■ GIVEN REQUEST:
Reproduce word for word every line of the material from the one containing "tag the thin" through its final line, both included.

-------- SOURCE MATERIAL

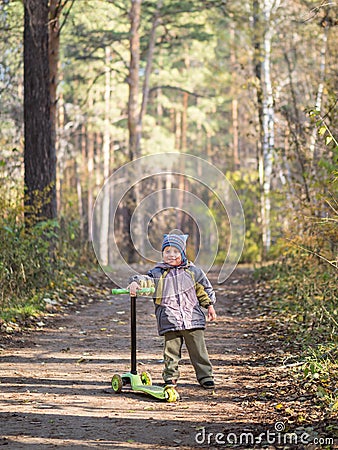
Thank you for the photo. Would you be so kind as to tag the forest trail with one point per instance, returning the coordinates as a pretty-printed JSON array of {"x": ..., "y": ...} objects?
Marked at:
[{"x": 55, "y": 382}]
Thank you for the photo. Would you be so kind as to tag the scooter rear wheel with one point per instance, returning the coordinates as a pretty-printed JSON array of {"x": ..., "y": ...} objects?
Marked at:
[
  {"x": 117, "y": 383},
  {"x": 171, "y": 395}
]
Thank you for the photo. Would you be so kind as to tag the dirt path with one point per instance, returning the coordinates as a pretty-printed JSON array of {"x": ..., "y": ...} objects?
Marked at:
[{"x": 55, "y": 383}]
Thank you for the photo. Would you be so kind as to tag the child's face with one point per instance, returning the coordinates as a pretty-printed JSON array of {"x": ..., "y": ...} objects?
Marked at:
[{"x": 172, "y": 256}]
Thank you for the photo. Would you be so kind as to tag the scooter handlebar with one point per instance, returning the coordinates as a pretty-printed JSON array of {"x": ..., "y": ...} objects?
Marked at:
[{"x": 141, "y": 291}]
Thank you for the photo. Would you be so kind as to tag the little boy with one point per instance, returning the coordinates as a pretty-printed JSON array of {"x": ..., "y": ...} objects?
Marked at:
[{"x": 181, "y": 290}]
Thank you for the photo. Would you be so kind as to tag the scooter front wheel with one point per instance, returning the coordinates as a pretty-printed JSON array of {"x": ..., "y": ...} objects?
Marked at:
[
  {"x": 146, "y": 379},
  {"x": 171, "y": 395},
  {"x": 117, "y": 383}
]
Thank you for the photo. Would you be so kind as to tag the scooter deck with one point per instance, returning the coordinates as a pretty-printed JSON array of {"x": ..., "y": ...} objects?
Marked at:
[{"x": 167, "y": 393}]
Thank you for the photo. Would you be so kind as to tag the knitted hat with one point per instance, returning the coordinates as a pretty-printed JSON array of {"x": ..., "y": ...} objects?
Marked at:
[{"x": 176, "y": 240}]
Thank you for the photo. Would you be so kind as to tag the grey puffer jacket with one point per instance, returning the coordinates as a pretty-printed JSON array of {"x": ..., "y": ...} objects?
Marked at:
[{"x": 180, "y": 294}]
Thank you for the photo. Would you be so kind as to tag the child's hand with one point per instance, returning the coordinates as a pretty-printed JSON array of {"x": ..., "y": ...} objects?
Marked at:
[
  {"x": 211, "y": 313},
  {"x": 133, "y": 288}
]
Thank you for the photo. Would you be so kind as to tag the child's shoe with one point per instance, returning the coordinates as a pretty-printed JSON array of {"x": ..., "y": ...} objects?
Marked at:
[{"x": 209, "y": 384}]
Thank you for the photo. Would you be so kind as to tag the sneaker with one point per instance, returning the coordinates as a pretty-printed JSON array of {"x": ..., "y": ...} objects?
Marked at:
[
  {"x": 208, "y": 384},
  {"x": 172, "y": 383}
]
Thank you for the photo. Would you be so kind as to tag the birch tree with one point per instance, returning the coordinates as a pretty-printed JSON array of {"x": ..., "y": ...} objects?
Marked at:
[{"x": 263, "y": 24}]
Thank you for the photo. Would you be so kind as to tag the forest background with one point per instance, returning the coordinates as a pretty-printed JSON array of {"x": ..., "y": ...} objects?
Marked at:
[{"x": 251, "y": 87}]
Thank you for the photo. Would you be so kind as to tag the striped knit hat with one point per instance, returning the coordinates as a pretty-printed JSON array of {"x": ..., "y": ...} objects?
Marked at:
[{"x": 176, "y": 240}]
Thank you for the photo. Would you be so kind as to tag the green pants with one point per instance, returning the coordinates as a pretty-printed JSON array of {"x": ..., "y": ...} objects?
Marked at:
[{"x": 195, "y": 343}]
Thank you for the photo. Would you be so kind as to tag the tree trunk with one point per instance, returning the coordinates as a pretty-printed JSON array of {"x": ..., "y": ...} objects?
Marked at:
[
  {"x": 39, "y": 151},
  {"x": 104, "y": 228},
  {"x": 54, "y": 49},
  {"x": 262, "y": 62},
  {"x": 133, "y": 79}
]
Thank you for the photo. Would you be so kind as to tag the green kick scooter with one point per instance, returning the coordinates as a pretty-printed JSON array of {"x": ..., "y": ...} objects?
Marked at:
[{"x": 142, "y": 382}]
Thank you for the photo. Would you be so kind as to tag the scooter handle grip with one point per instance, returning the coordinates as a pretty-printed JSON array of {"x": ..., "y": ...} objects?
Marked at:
[{"x": 138, "y": 292}]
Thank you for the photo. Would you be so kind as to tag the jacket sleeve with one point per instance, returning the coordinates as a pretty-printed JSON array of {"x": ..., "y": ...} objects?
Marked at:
[{"x": 204, "y": 290}]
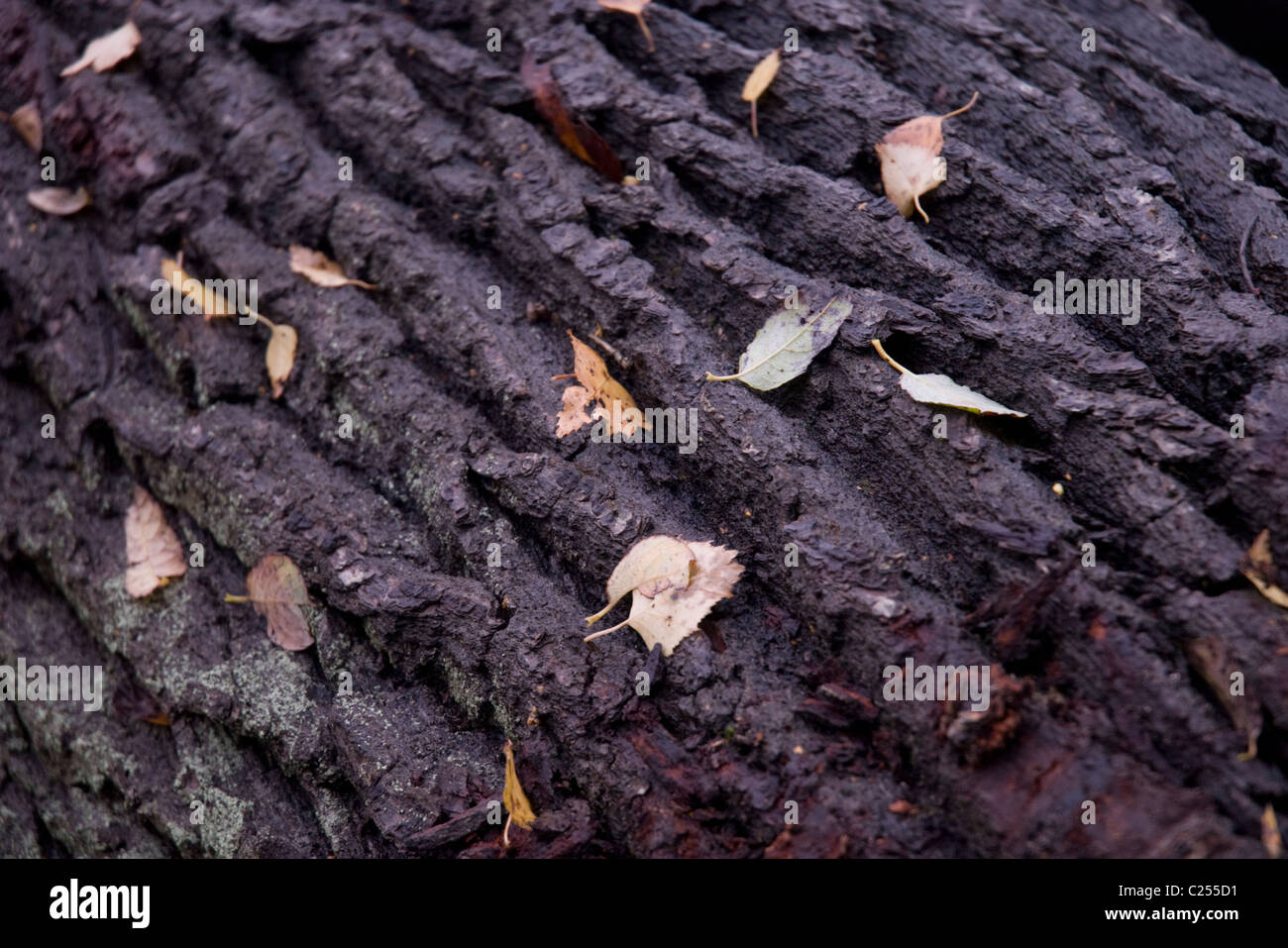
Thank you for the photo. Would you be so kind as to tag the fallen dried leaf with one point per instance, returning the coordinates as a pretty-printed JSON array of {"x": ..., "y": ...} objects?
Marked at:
[
  {"x": 1260, "y": 570},
  {"x": 314, "y": 265},
  {"x": 910, "y": 159},
  {"x": 275, "y": 588},
  {"x": 635, "y": 7},
  {"x": 514, "y": 798},
  {"x": 211, "y": 304},
  {"x": 26, "y": 120},
  {"x": 574, "y": 132},
  {"x": 596, "y": 385},
  {"x": 939, "y": 389},
  {"x": 759, "y": 81},
  {"x": 107, "y": 51},
  {"x": 279, "y": 356},
  {"x": 675, "y": 610},
  {"x": 153, "y": 550},
  {"x": 59, "y": 201},
  {"x": 785, "y": 346}
]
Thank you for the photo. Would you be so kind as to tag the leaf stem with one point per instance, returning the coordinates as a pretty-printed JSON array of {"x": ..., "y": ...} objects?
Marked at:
[
  {"x": 881, "y": 352},
  {"x": 964, "y": 108},
  {"x": 605, "y": 631}
]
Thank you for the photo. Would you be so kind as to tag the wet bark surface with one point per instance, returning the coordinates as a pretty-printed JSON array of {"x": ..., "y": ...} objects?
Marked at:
[{"x": 952, "y": 550}]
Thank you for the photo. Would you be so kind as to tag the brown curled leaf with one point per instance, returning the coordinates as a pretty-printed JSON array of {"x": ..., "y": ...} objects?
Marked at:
[
  {"x": 614, "y": 403},
  {"x": 636, "y": 8},
  {"x": 514, "y": 798},
  {"x": 910, "y": 159},
  {"x": 26, "y": 121},
  {"x": 279, "y": 356},
  {"x": 316, "y": 266},
  {"x": 59, "y": 201},
  {"x": 153, "y": 552},
  {"x": 759, "y": 81},
  {"x": 572, "y": 130},
  {"x": 107, "y": 51},
  {"x": 275, "y": 587}
]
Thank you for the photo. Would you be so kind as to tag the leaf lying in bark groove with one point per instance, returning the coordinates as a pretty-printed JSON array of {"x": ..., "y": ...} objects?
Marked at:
[
  {"x": 514, "y": 798},
  {"x": 211, "y": 304},
  {"x": 26, "y": 123},
  {"x": 107, "y": 51},
  {"x": 153, "y": 550},
  {"x": 910, "y": 159},
  {"x": 635, "y": 7},
  {"x": 666, "y": 609},
  {"x": 596, "y": 385},
  {"x": 1260, "y": 569},
  {"x": 759, "y": 81},
  {"x": 785, "y": 346},
  {"x": 275, "y": 588},
  {"x": 279, "y": 356},
  {"x": 59, "y": 201},
  {"x": 316, "y": 266},
  {"x": 574, "y": 132},
  {"x": 653, "y": 565},
  {"x": 939, "y": 389}
]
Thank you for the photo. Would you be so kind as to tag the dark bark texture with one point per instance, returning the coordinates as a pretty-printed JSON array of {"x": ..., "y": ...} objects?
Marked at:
[{"x": 1107, "y": 163}]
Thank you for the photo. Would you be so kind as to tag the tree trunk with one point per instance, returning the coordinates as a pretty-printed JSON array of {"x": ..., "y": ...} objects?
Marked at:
[{"x": 1109, "y": 682}]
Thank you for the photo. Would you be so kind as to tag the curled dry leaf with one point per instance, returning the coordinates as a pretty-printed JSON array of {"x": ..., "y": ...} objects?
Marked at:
[
  {"x": 614, "y": 403},
  {"x": 107, "y": 51},
  {"x": 759, "y": 81},
  {"x": 275, "y": 587},
  {"x": 574, "y": 132},
  {"x": 59, "y": 201},
  {"x": 26, "y": 121},
  {"x": 279, "y": 356},
  {"x": 153, "y": 550},
  {"x": 514, "y": 798},
  {"x": 1270, "y": 837},
  {"x": 205, "y": 300},
  {"x": 1260, "y": 569},
  {"x": 785, "y": 346},
  {"x": 314, "y": 265},
  {"x": 665, "y": 613},
  {"x": 653, "y": 565},
  {"x": 635, "y": 7},
  {"x": 910, "y": 159},
  {"x": 939, "y": 389}
]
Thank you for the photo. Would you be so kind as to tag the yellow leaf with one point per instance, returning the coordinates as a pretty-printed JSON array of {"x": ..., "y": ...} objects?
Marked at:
[
  {"x": 211, "y": 304},
  {"x": 320, "y": 269},
  {"x": 759, "y": 81},
  {"x": 59, "y": 201},
  {"x": 939, "y": 389},
  {"x": 1260, "y": 570},
  {"x": 107, "y": 51},
  {"x": 26, "y": 120},
  {"x": 1274, "y": 843},
  {"x": 153, "y": 550},
  {"x": 653, "y": 565},
  {"x": 277, "y": 590},
  {"x": 279, "y": 356},
  {"x": 595, "y": 385},
  {"x": 635, "y": 7},
  {"x": 910, "y": 159},
  {"x": 674, "y": 610},
  {"x": 515, "y": 801}
]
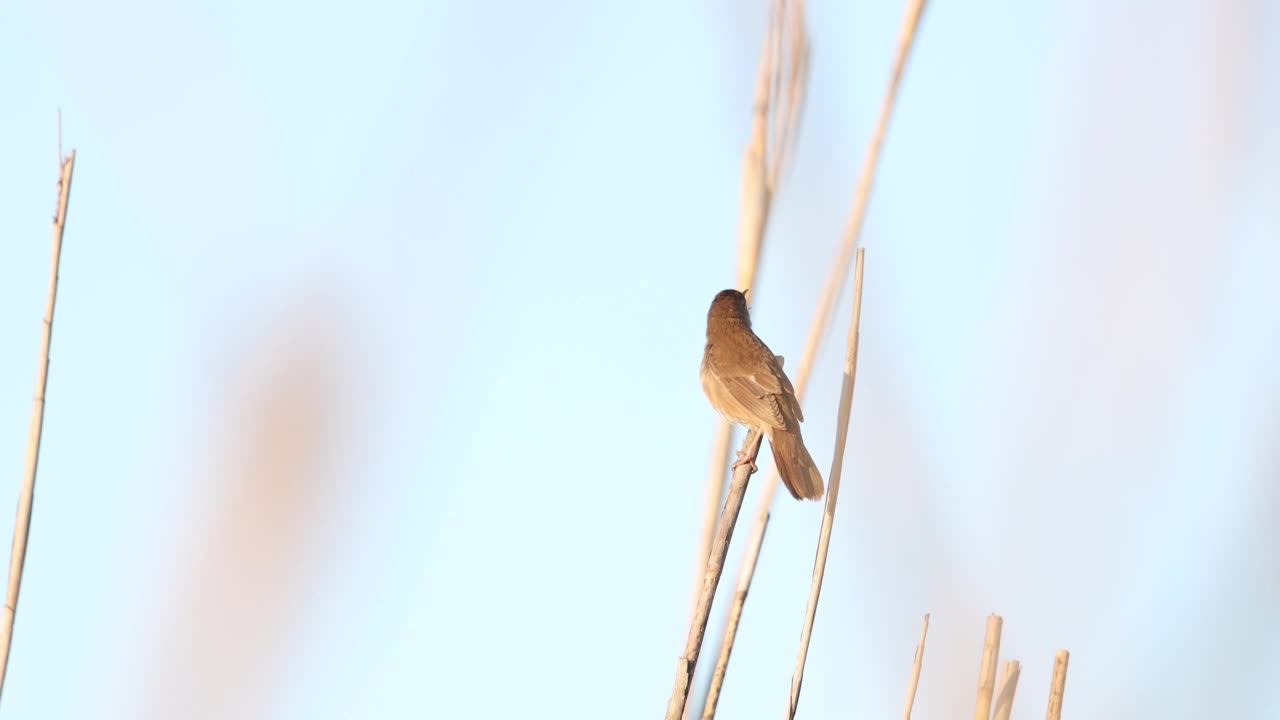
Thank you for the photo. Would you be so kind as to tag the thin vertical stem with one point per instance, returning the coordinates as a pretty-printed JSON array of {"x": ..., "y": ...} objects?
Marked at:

----------------

■ FINISHED ANSWER:
Thank you for the photo. Would you be so kind as to tag the thin vertical stem with one point per instance, returning the coordinates as a pretty-printed JSON array of {"x": ..., "y": ...} objects?
Marked at:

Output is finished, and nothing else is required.